## Exercises to complete
a) From the biography of Billy Grime, list every opponent he fought whom the text names.
b) Answer these questions from the biography of Billy Grime:
(i) In what year did Grime win the NSW state championship tournament?
(ii) How many fans saw his fight with Fidel La Barba in Melbourne?
(iii) What did Grime die of, and in what year?
c) Reproduce the section of the biography of Billy Grime that opens with the words containing "Billy Grime was" and closes with "claim the title.".

## Document text
_ _ _ _ _

Billy Grime

“The Wombat Walloper”

Billy Grime was born in 1902 in the small village of Wombat near the town of Young, New South Wales. Grime started boxing in tent shows in Young until he moved to Sydney in 1920 and turned professional. Winning as many as he lost during his days as a preliminary fighter, Grime entered and won the NSW state championship tournament in 1921, winning four fights over 20 rounds in the space of ten weeks to claim the title.

Grime graduated to a main event fighter in 1922, headlining shows in Sydney, Melbourne and Brisbane, but with mixed results. In 1923 he won the Australian featherweight title when he outpointed Bert Spargo. In 1924 he won and lost the Australian lightweight title in bouts with Hughie Dwyer, before regaining the title with an 18th round knockout over Ben Martin.

Grime defeated many international opponents in 1925 and 1926, regularly headlining shows across the east coast of Australia and earning himself a world ranking at junior lightweight, a class that wasn’t recognised in Australia at the time. On New Year’s Day in 1927, Grime added the Australian welterweight title to his collection when he knocked out Eddie Butcher in the fourth round with a body shot. The win clearly established Grime as the biggest boxing star in Australia.

Against the persuasion of his friends and promoters, Grime travelled to America later that year. He claimed he was doped by his manager in one of his fights, and that he was paid to take a dive in other bouts. He returned to Australia in 1929, having lost more than he won, but he was a shell of his former self. He lost a disappointing fight with former flyweight world champion Fidel La Barba in front of 9,000 fans in Melbourne. His last great win was over Petey Sarron in 1929, but he lost four times to the future featherweight champion in subsequent fights.

Investments in an Athletic Club and a brand of boxing boots failed, and Grime was forced to continue fighting into the 1930s. He finished his career as it started; fighting in the tents of agricultural shows and display his three championship belts as an attraction. He worked odd jobs in his later life before dying of heart disease in 1949.

_ _ _ _ _

## Dataset extract
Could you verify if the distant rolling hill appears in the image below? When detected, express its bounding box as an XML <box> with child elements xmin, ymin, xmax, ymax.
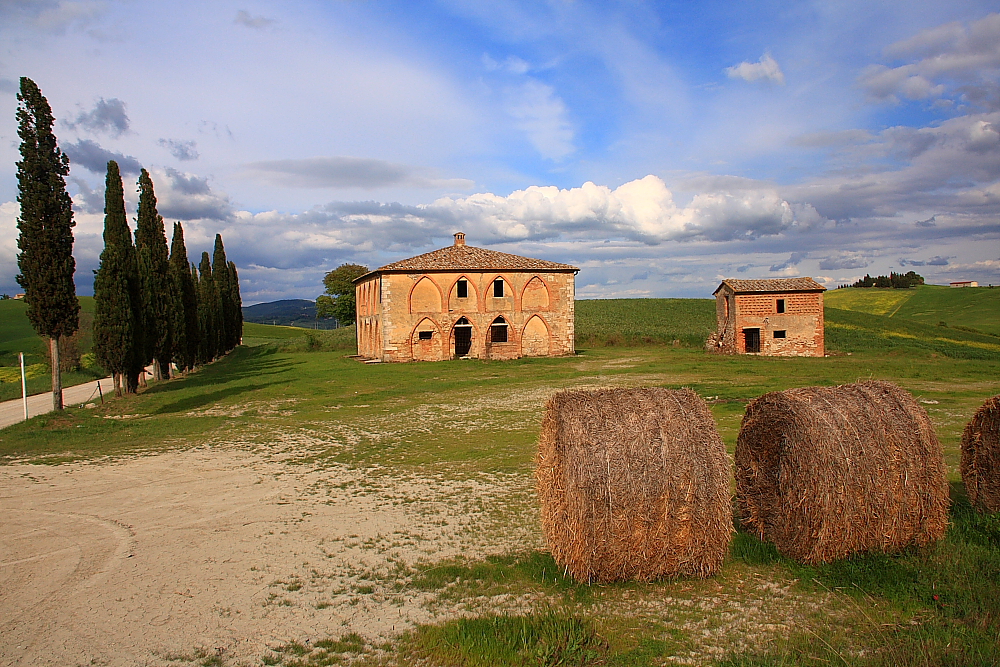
<box><xmin>823</xmin><ymin>285</ymin><xmax>1000</xmax><ymax>336</ymax></box>
<box><xmin>243</xmin><ymin>299</ymin><xmax>337</xmax><ymax>329</ymax></box>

_ _ _ _ _

## Answer set
a)
- Bert Spargo
- Hughie Dwyer
- Ben Martin
- Eddie Butcher
- Fidel La Barba
- Petey Sarron

b)
(i) 1921
(ii) 9,000
(iii) Heart disease, in 1949

c)
Billy Grime was born in 1902 in the small village of Wombat near the town of Young, New South Wales. Grime started boxing in tent shows in Young until he moved to Sydney in 1920 and turned professional. Winning as many as he lost during his days as a preliminary fighter, Grime entered and won the NSW state championship tournament in 1921, winning four fights over 20 rounds in the space of ten weeks to claim the title.